§ **Provided passage**
# # #
He said the five individuals were on motorcycles and passing by the drain when the path they were on collapsed and they fell in the raging waters.
Meanwhile, there were also reports of flooding in the five union councils of Sehwan — Jafferabad, Bubak, Wahur, Channa and Arazi — aggravating as a results of breaches at RD-14 and 52.
The reports of flooding began coming on Monday, with the first breach having been made on Sunday.
Dawn reported that the runway at Sehwan’s Shahbaz Airport was under a foot of water while the Pak-Arab refinery located in the area was also inundated.
Meanwhile, there were also reports of over 100 villages in Sehwan’s five affected UCs experiencing worsening floods, which compelled residents to evacuate.
Sardar Sikandar Rahopoto, an MNA from Sehwan, told Dawn.com on Tuesday that a population of around 150,000 was affected due to breaches on Manchhar’s dyke and most of the affected families and individuals had been evacuated.
Separately, Jamshoro Deputy Commissioner Fariduddin Mustafa said residents affected by floods were being provided rations, cooked meals and other facilities.
Being downstream on the Indus River, the southern parts of the country have witnessed swelling river waters flowing from the north. Pakistan’s limited dams and reservoirs are already overflowing and cannot be used to stop downstream flows.
An update on the Flood Forecasting Division’s website showed that there was a high-level flood in the Indus River at Kotri.
11 more deaths reported
Separately, the National Flood Response Coordination Centre (NFRCC) said the floods had claimed 11 lives over the past 24 hours across the country, taking the death toll since June 14 to 1,325.
Scattered thunderstorm/rain of moderate intensity with isolated heavy falls were expected over the upper catchments of all major rivers along Khyber Pakhtunkhwa, Islamabad and Rawalpindi, Sargodha, Gujranwala, Lahore and Faisalabad divisions, it said.
The centre said that 363 army helicopters had been flown to various areas for evacuating stranded people. “In the last 24 hours, 25 sorties have flown and evacuated 131 stranded individuals and delivered 32 tons of relief items to flood affectees,” the latest update said.
It added that so far, 3,716 stranded Individuals had been evacuated through these helicopter sorties.
Further, the centre said that there were 147 relief camps in Sindh, South Punjab and Balochistan while 284 relief item collection points had been established across the country.
“More than 250 medical camps established so far in which more than 97,000 patients have been treated all across the country and provided 3-5 days’ free medicine,” the NFRCC said.
The centre also said that construction of Saggu bridge at N-95 (DI Khan) was in progress and was likely to be completed by today.
“Electricity supply restored in Khuzdar and repair work on Dadu-Sibi-Quetta transmission line is in progress,” the statement said, adding that the gas supply in Quetta had been partially restored.
Impending health crisis
Pakistan is struggling to respond to the floods given their unprecedented magnitude. The government has said 33 million people — 15pc of its population — have been affected.
The United Nations has appealed for $160 million in aid to help tackle what it said was an “unprecedented climate catastrophe” and nations had been extending financial and moral support with promises for more.
Meanwhile, large-scale displacements and countries limited resources have led to fears of an impending health crisis.
According to the World Health Organisation, nearly 900 health facilities have been damaged due to floods in the country, 180 of them completely destroyed.
And with stagnant water everywhere preventing people from observing even a modicum of hygiene practices, stomach ailments and skin infections have become rampant.
According to the Sindh government, in August alone nearly 200,000 cases of acute watery diarrhoea and dysentery had been reported among children in flood-affected areas.
Given the state of affairs, Health Minister Abdul Qadir Patel said on Sunday that over 1,200 medical relief camps would be set up in more than 20 flood-hit districts this month to provide medical assistance to affected citizens.
# # #
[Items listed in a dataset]
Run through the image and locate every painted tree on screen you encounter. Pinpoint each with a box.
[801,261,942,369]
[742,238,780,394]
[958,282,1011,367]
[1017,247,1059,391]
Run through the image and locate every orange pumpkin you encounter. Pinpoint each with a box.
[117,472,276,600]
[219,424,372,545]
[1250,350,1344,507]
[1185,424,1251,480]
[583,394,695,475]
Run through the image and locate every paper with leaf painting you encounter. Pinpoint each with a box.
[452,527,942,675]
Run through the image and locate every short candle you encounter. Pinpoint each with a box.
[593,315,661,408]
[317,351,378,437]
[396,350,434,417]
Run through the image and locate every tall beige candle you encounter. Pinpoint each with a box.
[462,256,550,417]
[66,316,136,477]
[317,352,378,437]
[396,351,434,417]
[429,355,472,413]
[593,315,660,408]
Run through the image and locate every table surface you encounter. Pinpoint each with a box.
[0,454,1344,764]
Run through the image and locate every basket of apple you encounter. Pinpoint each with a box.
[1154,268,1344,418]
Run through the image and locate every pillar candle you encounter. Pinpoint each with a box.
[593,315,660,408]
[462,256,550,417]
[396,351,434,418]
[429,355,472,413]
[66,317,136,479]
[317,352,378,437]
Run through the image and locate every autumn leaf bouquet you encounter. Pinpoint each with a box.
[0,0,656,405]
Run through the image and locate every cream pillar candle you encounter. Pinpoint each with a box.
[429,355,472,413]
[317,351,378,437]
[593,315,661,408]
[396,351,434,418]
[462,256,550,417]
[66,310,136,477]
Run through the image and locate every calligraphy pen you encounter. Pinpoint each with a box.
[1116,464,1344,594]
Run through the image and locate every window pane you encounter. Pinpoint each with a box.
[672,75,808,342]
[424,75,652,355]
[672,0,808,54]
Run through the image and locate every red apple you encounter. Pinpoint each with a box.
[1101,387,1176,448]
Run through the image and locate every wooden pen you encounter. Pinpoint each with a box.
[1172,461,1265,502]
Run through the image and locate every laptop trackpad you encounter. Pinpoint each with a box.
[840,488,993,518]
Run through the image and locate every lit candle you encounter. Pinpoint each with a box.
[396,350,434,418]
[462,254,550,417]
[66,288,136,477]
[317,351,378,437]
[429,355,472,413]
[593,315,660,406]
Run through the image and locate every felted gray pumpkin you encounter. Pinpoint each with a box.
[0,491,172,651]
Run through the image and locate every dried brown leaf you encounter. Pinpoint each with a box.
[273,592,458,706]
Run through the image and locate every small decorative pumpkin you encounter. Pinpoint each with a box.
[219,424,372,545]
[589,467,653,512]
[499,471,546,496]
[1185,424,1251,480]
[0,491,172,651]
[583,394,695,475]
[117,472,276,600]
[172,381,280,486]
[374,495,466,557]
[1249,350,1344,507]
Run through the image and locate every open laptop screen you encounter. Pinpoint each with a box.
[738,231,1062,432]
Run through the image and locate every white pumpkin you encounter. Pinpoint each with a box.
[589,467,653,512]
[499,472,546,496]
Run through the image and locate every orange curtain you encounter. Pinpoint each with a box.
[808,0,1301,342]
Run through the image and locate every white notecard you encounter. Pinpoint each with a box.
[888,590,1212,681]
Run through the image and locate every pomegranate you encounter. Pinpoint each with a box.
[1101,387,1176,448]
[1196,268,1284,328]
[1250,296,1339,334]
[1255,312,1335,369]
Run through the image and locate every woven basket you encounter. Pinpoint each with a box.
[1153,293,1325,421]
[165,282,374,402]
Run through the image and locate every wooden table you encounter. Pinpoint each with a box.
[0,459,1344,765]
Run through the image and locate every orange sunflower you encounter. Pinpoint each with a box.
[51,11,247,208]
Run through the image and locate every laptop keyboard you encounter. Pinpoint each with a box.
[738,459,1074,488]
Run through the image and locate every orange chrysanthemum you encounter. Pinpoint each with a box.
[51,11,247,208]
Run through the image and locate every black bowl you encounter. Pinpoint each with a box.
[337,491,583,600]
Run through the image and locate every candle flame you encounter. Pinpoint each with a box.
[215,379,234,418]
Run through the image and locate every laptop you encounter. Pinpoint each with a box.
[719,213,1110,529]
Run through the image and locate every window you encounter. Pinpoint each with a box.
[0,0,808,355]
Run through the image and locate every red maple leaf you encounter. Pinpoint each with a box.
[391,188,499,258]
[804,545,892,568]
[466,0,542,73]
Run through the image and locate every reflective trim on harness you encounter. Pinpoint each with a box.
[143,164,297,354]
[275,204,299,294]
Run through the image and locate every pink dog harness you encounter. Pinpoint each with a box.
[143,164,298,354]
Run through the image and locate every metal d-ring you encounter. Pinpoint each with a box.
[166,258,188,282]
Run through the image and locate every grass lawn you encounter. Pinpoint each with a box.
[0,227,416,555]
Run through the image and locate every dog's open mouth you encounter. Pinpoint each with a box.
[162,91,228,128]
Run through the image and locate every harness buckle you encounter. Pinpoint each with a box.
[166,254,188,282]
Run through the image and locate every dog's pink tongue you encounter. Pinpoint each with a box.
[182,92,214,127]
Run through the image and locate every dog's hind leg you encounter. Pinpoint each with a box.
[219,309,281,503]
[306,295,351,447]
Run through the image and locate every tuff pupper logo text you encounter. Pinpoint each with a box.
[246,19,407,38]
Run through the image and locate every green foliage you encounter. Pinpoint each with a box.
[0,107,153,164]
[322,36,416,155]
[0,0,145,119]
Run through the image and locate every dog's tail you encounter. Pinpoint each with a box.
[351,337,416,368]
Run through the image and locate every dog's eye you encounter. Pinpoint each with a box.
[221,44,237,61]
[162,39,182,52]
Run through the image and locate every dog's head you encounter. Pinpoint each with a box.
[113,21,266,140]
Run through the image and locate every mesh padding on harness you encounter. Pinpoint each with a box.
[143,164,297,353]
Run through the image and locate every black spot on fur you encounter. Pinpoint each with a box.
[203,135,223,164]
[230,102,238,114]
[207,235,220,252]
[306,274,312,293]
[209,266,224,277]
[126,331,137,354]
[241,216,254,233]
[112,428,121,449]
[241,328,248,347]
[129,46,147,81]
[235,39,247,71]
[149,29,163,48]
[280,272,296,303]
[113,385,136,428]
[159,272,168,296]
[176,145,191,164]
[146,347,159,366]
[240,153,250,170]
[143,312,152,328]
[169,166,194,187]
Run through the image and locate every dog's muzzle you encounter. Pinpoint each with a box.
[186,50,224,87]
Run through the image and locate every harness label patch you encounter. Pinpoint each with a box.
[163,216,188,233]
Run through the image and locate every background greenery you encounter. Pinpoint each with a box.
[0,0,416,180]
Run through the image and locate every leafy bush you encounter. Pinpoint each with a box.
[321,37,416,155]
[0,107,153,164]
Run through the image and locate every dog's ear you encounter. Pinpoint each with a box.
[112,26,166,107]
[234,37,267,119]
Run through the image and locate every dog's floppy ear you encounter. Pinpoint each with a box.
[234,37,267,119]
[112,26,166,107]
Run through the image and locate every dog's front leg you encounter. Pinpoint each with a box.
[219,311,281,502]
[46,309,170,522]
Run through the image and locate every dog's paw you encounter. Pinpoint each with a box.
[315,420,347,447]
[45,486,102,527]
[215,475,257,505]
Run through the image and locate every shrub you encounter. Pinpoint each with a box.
# # #
§ **Task list**
a. In the flood report, reproduce the passage from "The centre also" to "impending health crisis.", replacing "financial and moral support" with "financial and moral assistance".
b. According to the flood report, what had the death toll since June 14 reached after the 11 most recent deaths?

§ **Responses by item number**
a.
The centre also said that construction of Saggu bridge at N-95 (DI Khan) was in progress and was likely to be completed by today.
“Electricity supply restored in Khuzdar and repair work on Dadu-Sibi-Quetta transmission line is in progress,” the statement said, adding that the gas supply in Quetta had been partially restored.
Impending health crisis
Pakistan is struggling to respond to the floods given their unprecedented magnitude. The government has said 33 million people — 15pc of its population — have been affected.
The United Nations has appealed for $160 million in aid to help tackle what it said was an “unprecedented climate catastrophe” and nations had been extending financial and moral assistance with promises for more.
Meanwhile, large-scale displacements and countries limited resources have led to fears of an impending health crisis.

b. 1,325